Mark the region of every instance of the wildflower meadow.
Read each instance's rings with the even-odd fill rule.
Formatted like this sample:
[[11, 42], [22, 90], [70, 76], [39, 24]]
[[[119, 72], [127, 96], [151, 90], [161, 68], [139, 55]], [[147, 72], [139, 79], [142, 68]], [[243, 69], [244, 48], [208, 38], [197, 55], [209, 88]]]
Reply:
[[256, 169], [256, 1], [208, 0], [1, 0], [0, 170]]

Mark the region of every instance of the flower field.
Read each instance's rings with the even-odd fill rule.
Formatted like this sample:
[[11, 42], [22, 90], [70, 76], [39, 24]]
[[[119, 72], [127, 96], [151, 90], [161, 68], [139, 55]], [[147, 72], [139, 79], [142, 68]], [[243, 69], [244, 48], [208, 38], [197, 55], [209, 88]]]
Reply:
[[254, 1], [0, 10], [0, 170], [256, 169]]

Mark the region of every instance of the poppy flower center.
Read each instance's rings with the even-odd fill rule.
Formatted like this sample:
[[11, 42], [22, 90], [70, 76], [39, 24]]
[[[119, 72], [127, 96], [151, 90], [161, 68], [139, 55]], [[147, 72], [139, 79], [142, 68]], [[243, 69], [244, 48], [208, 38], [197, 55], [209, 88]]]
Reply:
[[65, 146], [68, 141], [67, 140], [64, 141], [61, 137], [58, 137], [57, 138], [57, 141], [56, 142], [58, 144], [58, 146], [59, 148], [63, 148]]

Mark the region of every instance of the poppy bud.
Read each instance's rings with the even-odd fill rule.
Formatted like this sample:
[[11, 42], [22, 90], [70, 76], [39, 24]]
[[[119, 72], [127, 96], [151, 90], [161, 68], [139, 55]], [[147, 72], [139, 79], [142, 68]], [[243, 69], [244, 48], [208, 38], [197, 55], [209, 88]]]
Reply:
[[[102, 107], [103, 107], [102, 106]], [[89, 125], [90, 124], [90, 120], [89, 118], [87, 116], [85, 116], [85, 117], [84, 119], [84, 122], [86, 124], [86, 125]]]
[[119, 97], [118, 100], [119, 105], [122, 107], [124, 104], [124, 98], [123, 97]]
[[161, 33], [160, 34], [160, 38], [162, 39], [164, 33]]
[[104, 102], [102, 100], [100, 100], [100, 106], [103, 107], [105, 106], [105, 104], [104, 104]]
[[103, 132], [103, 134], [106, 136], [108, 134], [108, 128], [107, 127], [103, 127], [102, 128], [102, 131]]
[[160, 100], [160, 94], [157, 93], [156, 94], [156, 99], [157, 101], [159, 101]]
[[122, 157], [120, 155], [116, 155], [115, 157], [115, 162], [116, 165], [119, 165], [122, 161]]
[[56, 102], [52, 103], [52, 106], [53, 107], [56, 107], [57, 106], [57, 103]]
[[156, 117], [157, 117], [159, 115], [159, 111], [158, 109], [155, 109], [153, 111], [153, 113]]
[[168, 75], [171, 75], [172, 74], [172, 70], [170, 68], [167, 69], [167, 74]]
-*-
◆ AIM OF THE EXERCISE
Rewrite the records starting at the line containing "Mark the region of every instance of the poppy bud." and ending at the last line of the records, with -119 added to every polygon coordinate in the answers.

◆ TASK RESULT
Mark the region of every instance of the poppy bud.
Read each instance's rings with the even-odd fill rule.
Formatted like this sample:
[[11, 42], [22, 90], [70, 76], [39, 24]]
[[[119, 72], [127, 96], [151, 90], [161, 68], [139, 55]], [[147, 72], [139, 79], [142, 68]], [[243, 69], [244, 48], [208, 38], [197, 55], [209, 88]]]
Reply:
[[[-17, -12], [-16, -12], [-17, -13]], [[-30, 6], [-29, 5], [-29, 1], [-30, -1], [-32, -3], [-34, -3], [-34, -2], [-35, 0], [-35, 3], [-33, 5], [-33, 6]]]
[[0, -22], [-1, -19], [0, -14], [3, -12], [5, -15], [5, -21], [4, -22]]
[[42, -86], [41, -85], [41, -81], [43, -80], [45, -86]]
[[-15, -17], [-17, -19], [-19, -19], [-19, -13], [-16, -12], [-14, -13], [-14, -15], [-15, -15]]
[[-16, 13], [-16, 15], [-13, 17], [-11, 15], [-11, 9], [-12, 8], [-16, 8], [-17, 9], [-17, 12]]
[[41, -19], [41, -25], [38, -26], [37, -25], [37, -20], [38, -18], [40, -18]]
[[3, 38], [1, 36], [-3, 36], [-4, 38], [-4, 43], [-3, 46], [0, 46], [3, 42]]
[[-63, -17], [-67, -16], [-67, -13], [-66, -12], [-63, -12], [-62, -13], [-62, -16]]
[[37, -2], [38, -2], [40, -4], [40, -8], [39, -10], [36, -10], [34, -8], [34, -6]]
[[49, -44], [52, -44], [53, -45], [53, -49], [51, -51], [48, -50], [48, -45]]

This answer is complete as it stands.